### Pasaje proporcionado:
Víctor aprendió desde niño los principios de platería y restauración en el taller de su padre, el artesano autodidacta Víctor Fosado Contreras. Fosado complementó en la juventud esta formación con clases de pintura y dibujo con Enrique Echeverría, cursos en La Esmeralda y de Historia del Arte con Raúl Flores Guerrero y Paco de la Maza, en la Universidad Nacional. En los años 50, los dos Víctores pusieron en marcha una tienda de artesanías populares que alimentaba a toda la familia. Los objetos y diseños de Víctor hijo, talento indudable, comenzaron a poblar exposiciones y libros dedicados a la joyería mexicana. Con el tiempo, fue también una de las figuras clave en la historia del Bazaar Sábado de San Ángel, hito de la ciudad de México. Durante las siguientes décadas, los cuellos, dedos y muñecas de las mujeres en la escena mexicana lucieron las creaciones de Fosado (a veces generadas a partir de algún objet trouvé que la dama en cuestión entregaba al artesano): María Félix, Dolores del Río, la China Mendoza, Esther Echeverría, Mercedes Iturbe… Aunque el artista no hubiera salido nunca de su taller, el rico universo de sus joyas habría bastado para llenar una vida completa de embeleso por la forma.

[Fragmentos de un conjunto de datos de etiquetado de puntos]
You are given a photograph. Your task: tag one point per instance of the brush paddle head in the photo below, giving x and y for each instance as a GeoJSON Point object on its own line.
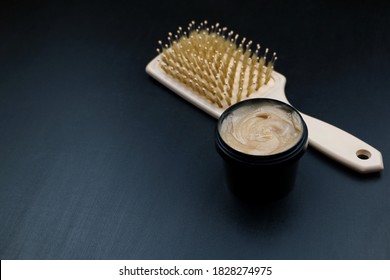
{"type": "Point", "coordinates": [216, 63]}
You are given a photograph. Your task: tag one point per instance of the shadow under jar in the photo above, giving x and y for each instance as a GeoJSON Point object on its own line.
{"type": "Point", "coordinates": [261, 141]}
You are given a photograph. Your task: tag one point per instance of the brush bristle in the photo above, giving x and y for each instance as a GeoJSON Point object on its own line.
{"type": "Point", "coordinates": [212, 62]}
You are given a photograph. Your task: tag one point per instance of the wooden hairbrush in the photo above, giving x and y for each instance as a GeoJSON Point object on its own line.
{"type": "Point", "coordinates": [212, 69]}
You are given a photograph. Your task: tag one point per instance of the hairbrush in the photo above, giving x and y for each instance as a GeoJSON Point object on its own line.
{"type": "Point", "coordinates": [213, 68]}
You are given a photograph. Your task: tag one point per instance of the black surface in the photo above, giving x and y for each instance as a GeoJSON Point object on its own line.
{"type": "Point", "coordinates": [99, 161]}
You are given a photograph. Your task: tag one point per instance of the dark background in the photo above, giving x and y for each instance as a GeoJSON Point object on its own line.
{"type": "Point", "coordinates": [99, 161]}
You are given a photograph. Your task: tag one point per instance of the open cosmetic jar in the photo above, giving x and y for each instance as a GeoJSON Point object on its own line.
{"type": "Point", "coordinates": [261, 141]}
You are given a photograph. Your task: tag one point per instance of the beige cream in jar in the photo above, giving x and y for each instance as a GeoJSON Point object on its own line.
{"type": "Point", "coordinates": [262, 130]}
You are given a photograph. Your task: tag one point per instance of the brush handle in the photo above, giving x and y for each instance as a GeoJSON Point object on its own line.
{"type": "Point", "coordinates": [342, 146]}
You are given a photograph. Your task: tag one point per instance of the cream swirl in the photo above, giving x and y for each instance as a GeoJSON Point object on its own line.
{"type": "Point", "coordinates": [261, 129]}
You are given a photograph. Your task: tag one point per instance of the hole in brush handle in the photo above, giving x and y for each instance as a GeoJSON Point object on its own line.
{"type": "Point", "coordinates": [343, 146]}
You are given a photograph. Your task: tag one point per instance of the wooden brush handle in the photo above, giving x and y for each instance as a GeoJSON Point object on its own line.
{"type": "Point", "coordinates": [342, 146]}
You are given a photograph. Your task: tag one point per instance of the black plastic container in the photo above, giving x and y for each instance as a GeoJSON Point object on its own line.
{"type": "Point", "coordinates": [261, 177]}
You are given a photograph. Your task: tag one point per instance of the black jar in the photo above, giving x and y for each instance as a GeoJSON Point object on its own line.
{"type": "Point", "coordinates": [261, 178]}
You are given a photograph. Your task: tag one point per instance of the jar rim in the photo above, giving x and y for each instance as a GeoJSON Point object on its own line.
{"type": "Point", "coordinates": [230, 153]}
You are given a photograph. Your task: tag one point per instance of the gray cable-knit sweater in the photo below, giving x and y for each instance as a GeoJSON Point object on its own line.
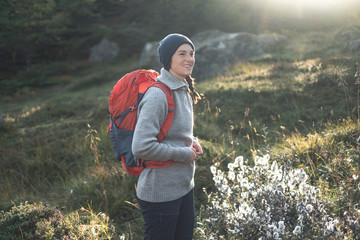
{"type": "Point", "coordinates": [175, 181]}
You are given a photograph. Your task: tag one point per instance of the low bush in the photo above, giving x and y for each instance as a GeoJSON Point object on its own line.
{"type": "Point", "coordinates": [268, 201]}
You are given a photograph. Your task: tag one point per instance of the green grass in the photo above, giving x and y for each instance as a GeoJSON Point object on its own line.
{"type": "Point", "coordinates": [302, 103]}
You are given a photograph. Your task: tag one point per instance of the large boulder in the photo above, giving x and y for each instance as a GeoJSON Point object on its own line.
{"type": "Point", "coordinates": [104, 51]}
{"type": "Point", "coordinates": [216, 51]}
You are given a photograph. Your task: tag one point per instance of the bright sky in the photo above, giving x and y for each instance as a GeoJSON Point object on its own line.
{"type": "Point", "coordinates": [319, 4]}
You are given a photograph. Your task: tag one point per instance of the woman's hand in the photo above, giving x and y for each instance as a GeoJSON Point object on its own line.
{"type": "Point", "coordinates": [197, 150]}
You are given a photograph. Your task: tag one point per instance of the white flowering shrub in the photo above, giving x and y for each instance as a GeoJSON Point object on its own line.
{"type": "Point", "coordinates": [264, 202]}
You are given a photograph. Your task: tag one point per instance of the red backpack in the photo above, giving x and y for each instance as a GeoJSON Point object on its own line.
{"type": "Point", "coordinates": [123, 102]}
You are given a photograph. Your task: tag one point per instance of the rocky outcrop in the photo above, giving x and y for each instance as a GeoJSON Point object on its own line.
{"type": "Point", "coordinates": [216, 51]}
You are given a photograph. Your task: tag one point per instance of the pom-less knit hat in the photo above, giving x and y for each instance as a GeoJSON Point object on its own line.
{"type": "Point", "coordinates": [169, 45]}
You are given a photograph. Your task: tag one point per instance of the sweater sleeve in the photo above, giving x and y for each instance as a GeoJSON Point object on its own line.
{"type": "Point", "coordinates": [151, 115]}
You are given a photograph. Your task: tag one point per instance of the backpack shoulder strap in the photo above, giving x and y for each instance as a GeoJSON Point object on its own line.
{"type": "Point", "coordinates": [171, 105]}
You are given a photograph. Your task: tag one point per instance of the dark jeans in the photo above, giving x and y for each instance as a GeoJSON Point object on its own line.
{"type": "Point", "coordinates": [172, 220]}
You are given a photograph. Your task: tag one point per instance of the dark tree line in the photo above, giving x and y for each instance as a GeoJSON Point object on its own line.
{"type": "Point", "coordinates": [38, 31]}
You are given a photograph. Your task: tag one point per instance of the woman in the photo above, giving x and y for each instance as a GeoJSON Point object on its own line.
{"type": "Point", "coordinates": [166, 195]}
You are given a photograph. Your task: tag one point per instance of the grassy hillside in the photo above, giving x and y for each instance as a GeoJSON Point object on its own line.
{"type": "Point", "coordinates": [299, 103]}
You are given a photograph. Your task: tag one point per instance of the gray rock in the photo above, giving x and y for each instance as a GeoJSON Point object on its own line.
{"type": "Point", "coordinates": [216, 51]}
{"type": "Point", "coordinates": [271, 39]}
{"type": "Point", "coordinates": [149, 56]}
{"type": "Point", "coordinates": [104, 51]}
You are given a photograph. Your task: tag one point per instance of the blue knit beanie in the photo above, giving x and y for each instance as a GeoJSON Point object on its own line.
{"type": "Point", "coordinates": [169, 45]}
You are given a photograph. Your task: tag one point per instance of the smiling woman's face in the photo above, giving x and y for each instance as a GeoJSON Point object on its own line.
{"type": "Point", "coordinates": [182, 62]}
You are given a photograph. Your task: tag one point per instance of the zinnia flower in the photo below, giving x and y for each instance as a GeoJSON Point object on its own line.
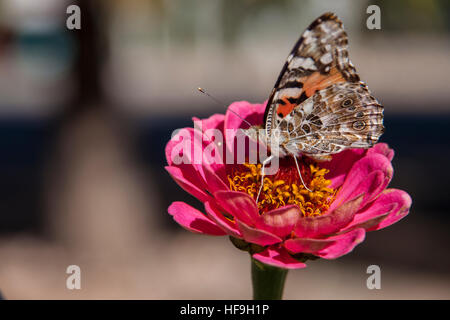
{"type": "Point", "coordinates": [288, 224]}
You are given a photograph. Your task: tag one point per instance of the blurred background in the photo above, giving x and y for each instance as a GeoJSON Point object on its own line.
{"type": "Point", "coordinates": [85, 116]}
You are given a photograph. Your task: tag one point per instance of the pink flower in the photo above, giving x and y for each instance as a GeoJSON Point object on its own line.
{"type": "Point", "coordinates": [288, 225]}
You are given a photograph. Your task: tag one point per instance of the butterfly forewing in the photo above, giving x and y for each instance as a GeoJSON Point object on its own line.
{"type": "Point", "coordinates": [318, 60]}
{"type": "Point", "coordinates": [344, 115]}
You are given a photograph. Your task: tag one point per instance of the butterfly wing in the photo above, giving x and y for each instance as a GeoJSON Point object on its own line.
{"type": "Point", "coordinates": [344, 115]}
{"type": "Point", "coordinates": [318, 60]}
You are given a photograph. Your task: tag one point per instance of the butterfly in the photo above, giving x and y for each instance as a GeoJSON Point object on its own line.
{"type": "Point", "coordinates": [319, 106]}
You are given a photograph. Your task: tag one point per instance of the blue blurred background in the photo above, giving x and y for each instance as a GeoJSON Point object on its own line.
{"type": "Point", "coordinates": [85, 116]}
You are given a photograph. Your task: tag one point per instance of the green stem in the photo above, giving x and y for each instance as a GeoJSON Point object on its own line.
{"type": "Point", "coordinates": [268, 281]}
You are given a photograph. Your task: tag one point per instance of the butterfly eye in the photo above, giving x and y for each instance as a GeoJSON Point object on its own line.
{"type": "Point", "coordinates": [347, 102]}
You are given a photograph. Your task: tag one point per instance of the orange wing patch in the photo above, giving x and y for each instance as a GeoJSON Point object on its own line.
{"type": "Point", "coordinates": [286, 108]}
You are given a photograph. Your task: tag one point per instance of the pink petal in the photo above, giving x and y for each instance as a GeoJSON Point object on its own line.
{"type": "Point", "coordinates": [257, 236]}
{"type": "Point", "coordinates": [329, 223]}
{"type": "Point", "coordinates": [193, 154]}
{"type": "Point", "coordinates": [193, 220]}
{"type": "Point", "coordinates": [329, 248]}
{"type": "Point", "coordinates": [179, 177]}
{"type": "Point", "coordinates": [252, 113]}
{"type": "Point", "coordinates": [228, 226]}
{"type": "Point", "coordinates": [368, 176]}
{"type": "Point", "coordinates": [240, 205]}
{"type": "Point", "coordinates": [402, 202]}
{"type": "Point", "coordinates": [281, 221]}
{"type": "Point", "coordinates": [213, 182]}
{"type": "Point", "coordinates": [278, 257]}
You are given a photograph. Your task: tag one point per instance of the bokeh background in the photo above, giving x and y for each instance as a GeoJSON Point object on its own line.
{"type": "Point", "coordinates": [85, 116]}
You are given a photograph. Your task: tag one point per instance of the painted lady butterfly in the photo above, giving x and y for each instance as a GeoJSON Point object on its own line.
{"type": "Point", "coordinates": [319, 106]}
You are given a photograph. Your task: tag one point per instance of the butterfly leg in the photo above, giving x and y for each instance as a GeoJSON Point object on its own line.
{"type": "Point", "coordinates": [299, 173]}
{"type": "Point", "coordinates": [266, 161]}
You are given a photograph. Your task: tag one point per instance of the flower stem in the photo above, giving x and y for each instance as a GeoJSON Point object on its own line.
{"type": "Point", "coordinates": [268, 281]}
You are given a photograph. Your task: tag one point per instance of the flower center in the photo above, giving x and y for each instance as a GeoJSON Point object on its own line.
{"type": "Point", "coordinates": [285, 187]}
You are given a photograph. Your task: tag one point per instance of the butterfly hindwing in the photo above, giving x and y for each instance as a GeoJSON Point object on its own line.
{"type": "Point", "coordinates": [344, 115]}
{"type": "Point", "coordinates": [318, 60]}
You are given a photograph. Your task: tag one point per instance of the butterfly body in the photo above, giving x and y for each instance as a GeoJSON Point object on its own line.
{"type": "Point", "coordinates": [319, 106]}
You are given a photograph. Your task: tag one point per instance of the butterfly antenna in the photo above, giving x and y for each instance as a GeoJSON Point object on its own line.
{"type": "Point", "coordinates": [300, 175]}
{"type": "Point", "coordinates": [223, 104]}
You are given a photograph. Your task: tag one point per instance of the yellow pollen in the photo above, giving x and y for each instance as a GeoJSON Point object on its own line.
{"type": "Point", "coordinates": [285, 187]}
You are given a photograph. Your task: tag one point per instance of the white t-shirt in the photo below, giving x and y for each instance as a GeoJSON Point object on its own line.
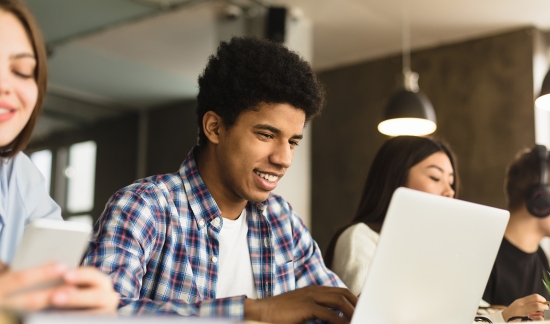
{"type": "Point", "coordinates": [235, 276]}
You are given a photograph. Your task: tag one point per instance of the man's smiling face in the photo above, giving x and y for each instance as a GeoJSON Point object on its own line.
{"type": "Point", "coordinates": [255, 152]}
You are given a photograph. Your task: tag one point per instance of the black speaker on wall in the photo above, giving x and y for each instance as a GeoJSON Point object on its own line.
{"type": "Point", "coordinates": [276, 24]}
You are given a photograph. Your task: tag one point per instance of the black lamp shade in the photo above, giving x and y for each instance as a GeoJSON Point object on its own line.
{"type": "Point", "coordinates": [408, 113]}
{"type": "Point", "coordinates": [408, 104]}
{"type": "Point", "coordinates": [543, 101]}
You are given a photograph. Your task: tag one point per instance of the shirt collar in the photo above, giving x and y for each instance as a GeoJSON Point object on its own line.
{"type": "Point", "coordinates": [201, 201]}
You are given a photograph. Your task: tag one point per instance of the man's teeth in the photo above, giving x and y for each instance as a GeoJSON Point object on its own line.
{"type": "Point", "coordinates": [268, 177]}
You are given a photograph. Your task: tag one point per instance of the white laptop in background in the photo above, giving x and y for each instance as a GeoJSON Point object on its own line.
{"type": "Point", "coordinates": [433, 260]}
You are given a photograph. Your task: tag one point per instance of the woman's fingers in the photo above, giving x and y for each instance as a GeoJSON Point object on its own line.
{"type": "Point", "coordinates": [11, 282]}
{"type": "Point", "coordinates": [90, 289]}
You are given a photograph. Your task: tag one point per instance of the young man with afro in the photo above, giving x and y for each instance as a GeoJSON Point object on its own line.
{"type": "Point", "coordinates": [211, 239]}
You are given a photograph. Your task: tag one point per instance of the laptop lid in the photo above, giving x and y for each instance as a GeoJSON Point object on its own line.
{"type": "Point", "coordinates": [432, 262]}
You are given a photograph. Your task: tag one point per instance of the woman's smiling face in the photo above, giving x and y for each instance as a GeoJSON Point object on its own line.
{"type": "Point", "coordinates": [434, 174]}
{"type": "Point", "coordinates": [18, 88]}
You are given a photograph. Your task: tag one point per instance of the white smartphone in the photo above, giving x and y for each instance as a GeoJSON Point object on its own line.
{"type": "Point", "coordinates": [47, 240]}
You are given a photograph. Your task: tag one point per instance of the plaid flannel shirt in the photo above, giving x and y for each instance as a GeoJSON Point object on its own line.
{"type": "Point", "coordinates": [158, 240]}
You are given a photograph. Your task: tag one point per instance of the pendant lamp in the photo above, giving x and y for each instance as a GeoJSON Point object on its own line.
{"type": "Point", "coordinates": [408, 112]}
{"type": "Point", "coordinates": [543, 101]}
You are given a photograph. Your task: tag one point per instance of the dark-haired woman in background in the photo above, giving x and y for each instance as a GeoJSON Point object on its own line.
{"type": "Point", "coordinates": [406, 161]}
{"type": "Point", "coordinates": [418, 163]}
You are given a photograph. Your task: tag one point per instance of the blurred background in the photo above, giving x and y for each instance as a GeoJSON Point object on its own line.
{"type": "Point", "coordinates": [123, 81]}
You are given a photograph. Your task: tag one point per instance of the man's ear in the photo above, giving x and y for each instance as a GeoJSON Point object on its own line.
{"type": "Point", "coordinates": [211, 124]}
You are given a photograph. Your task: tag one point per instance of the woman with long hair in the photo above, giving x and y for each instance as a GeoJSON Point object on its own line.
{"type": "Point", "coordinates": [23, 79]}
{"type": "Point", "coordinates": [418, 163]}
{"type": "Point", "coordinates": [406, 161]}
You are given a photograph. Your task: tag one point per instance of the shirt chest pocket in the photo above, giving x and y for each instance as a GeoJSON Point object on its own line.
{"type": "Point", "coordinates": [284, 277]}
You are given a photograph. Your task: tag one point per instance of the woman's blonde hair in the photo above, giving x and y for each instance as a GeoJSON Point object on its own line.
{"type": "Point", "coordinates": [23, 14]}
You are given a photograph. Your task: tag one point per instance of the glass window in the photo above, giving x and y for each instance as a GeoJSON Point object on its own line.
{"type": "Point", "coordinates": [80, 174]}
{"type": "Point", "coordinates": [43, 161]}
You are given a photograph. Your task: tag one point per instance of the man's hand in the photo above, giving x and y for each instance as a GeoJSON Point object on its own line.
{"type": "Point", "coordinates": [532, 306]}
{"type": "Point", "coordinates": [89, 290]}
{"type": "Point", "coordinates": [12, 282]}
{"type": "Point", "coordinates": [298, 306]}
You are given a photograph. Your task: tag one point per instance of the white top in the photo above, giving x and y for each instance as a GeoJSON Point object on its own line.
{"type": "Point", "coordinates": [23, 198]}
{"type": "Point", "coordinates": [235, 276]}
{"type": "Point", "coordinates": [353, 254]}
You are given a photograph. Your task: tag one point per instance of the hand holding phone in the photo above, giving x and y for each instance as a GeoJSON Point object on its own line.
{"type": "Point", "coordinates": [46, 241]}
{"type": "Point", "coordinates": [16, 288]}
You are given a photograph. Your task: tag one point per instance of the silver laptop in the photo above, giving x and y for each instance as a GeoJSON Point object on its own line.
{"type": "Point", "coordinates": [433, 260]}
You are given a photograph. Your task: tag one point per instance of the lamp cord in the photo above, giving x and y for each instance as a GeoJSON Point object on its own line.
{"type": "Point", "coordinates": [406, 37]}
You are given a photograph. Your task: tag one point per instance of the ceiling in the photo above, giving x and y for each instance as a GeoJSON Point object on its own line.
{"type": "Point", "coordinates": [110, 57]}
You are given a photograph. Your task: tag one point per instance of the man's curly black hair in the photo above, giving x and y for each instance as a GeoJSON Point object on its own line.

### Instrucciones y requisitos:
Enumera todas las mujeres que, según el pasaje sobre Víctor Fosado, lucieron sus creaciones.

### Resultado del ejercicio:
- María Félix
- Dolores del Río
- la China Mendoza
- Esther Echeverría
- Mercedes Iturbe